[Text under study]:
★ ★ ★

Settling In
As it turns out, my mini-break-down was short-lived. That doesn’t mean that I’m not living with a low-level depression. It just means that my toes are away from the edge. It means that I am functioning well in most areas and I’m able to take care of my daughter and have a good time with her. But what is missing is that I’m having a hard time taking care of myself. I have to get her up earlier in order to time her meals and insulin in a way that works for our schedule. She goes to bed later because, inevitably, her blood sugar is too low at bed time so she gets a snack. Which means Mommy Time has shrunk. Like there was very much to begin with. I am not eating right and I am not exercising as much. I am not sleeping enough in a stupid and vain attempt to have a teeny bit of anything for myself. I am being Super Mom and Wonder Woman and it is taking a toll. I am caring for everyone else except myself and it can’t last much longer. I’ve gotta change something or I will crash soon. Unfortunately, I can’t see where the change is going to happen. The Daddy is starting his Spring work schedule which means the seasonal job that he works in addition to teaching is giving him more hours. That means Mommy needs to suck it up and deal because Daddy’s tired, too. Gotta figure something out soon, though.
On a more positive note, The Tot is adjusting well. Her need for insulin is decreasing during the “honeymoon period” so she tends to run on the low blood sugar side of things right now until we work with the docs to figure it out but we’ve got it under control. We’ve established a routine, of sorts, and she’s back to doing her normal activities. I have noticed, however, that she has gotten a lot pickier since she’s been home from the hospital. Doesn’t want to do as many things and doesn’t want to eat certain things, either. I used to be able to suggest a snack and have her jump at it but now she says “Different snack” several times until I get the right one. She doesn’t want to go on a walk after dinner like she used to and she doesn’t want to go on our morning Stroller Ride. She has never, ever, ever said “Don’t want that” about any dinner that I have made but I have heard her say that multiple times since we have been home from the hospital.
I can’t help but wonder if this is her almost-three-year-old way of controlling what she can control. She is learning to say “yes” instead of “no” to lots of Mommy requests (things that are inappropriate to say “no” to), including getting stuck multiple times a day and when to change her diapers (although I try to give her choices about that, too!). So, really, food and activities are the things that she can control right now. Side note: not a good time to start potty training again! It would just end up in a power struggle, I think.
So, all-in-all, we are settling in to a new reality and things are going as well as can be expected. I have a mainly treatment-compliant child who is asserting her independence in other ways, which is not a problem in the grand scheme of things. It makes meal time a bit challenging but at least she’s not screaming when I try to give her insulin. I’ve got to be grateful for that. My sense of humor has not quite figured out how to make the best of the situation yet but it’s only been three weeks, people. It’ll happen.

★ ★ ★

[Task set]:
**A)** Please copy the passage of the Settling In post between "So, all-in-all, we" and "people. It’ll happen.", inclusive, without changing a word.
**B)** In the Settling In post, why does the daughter now go to bed later?

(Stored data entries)
★ ★ ★

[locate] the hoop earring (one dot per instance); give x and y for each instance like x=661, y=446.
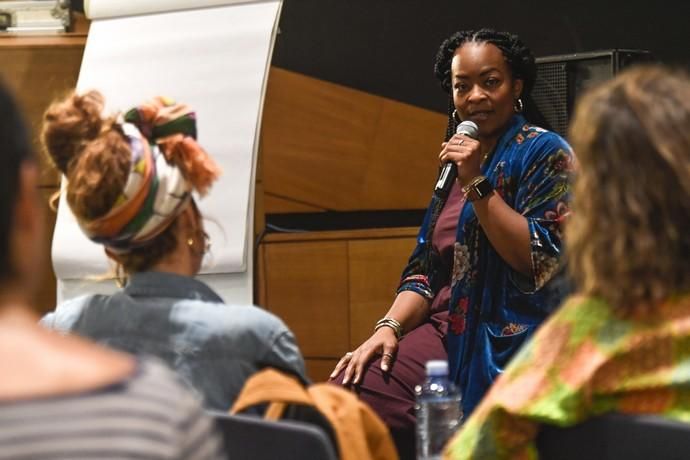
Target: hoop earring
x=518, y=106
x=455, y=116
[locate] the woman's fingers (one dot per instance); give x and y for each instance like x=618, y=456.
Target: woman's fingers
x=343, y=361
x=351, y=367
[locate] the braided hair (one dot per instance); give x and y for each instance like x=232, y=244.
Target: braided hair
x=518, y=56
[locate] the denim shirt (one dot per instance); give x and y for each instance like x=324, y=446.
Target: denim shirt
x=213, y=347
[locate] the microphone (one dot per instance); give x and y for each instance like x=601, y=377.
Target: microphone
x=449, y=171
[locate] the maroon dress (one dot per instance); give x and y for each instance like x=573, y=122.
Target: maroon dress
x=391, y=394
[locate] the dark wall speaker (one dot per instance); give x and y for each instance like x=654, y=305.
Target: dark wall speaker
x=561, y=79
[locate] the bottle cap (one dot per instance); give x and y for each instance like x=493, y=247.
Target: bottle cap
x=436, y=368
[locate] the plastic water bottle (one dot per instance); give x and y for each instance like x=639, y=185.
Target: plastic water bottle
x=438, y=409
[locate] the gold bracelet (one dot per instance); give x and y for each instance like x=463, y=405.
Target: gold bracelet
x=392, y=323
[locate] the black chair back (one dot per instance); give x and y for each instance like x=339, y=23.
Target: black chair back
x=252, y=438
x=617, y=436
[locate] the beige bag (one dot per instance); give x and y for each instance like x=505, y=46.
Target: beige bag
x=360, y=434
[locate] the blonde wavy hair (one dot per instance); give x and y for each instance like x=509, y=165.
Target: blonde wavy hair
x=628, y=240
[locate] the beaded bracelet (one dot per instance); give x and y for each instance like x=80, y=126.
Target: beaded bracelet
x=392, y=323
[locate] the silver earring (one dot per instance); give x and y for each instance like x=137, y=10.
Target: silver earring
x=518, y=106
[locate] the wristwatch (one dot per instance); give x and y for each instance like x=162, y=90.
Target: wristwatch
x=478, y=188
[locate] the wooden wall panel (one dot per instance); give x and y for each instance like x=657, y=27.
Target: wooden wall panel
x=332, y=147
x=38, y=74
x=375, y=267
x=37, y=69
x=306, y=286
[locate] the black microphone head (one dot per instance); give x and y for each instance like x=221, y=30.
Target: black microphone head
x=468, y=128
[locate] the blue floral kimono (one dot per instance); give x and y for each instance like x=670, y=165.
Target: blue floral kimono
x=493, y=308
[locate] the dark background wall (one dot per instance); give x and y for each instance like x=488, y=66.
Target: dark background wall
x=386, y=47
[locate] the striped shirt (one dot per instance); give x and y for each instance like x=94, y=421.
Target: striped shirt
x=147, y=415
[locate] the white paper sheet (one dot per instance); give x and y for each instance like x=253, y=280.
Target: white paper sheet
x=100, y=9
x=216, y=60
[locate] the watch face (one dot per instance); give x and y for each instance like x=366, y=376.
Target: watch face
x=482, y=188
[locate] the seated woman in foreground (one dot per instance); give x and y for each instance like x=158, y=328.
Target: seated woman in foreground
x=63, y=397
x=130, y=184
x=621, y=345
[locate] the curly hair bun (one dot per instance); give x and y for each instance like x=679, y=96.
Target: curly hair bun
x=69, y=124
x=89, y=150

★ ★ ★

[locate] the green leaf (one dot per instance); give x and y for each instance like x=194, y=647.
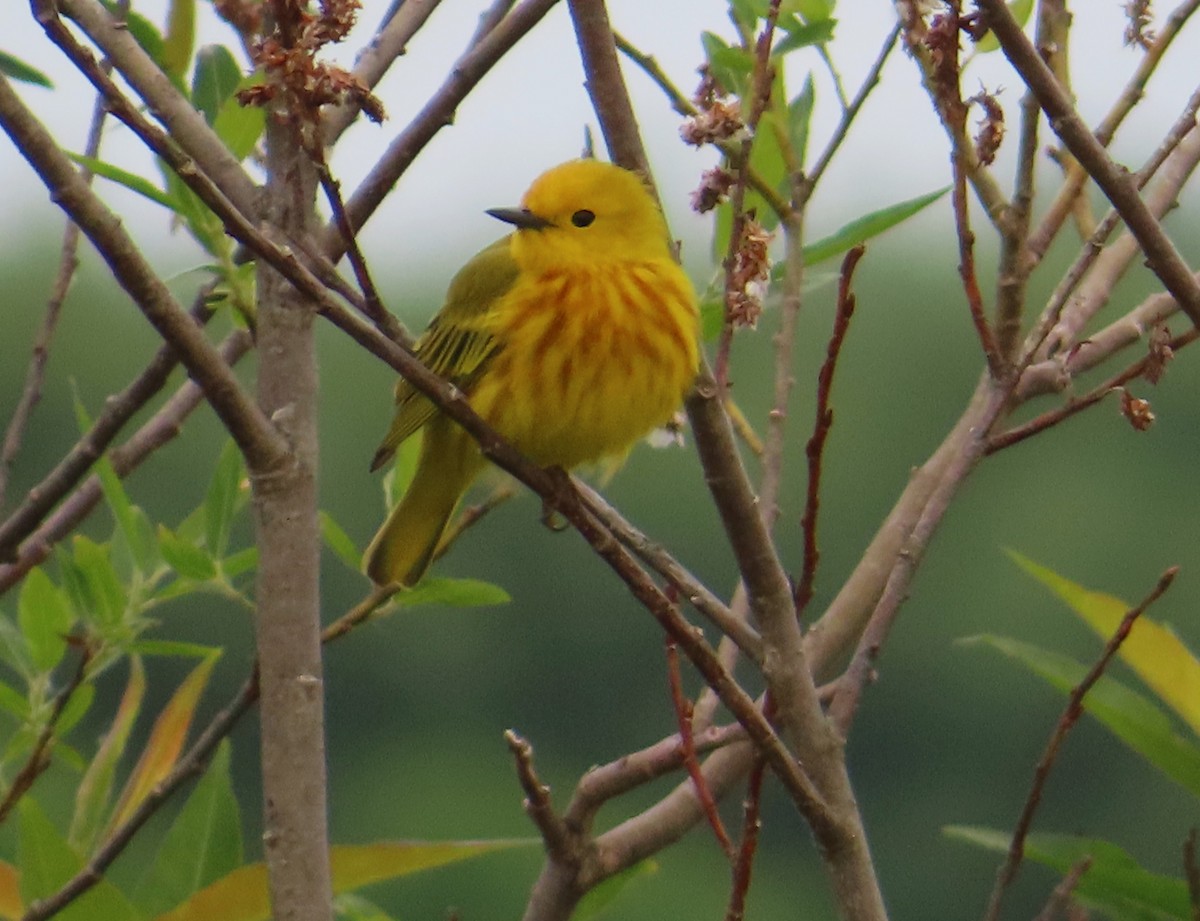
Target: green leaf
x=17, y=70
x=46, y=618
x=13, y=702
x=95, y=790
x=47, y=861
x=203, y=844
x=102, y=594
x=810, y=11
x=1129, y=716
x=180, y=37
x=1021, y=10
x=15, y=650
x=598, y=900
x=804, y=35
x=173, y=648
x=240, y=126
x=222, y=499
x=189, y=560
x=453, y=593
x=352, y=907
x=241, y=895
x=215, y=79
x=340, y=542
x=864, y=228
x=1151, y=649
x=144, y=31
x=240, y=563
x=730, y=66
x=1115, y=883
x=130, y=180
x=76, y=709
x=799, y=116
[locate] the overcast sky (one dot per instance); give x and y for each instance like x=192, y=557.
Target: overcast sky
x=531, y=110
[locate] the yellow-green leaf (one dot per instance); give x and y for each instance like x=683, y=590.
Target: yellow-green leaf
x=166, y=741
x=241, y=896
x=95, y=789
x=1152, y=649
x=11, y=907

★ ★ ★

[Response list]:
**A)**
So, all-in-all, we are settling in to a new reality and things are going as well as can be expected. I have a mainly treatment-compliant child who is asserting her independence in other ways, which is not a problem in the grand scheme of things. It makes meal time a bit challenging but at least she’s not screaming when I try to give her insulin. I’ve got to be grateful for that. My sense of humor has not quite figured out how to make the best of the situation yet but it’s only been three weeks, people. It’ll happen.

**B)** Her blood sugar is almost always too low at bedtime, so she gets a snack.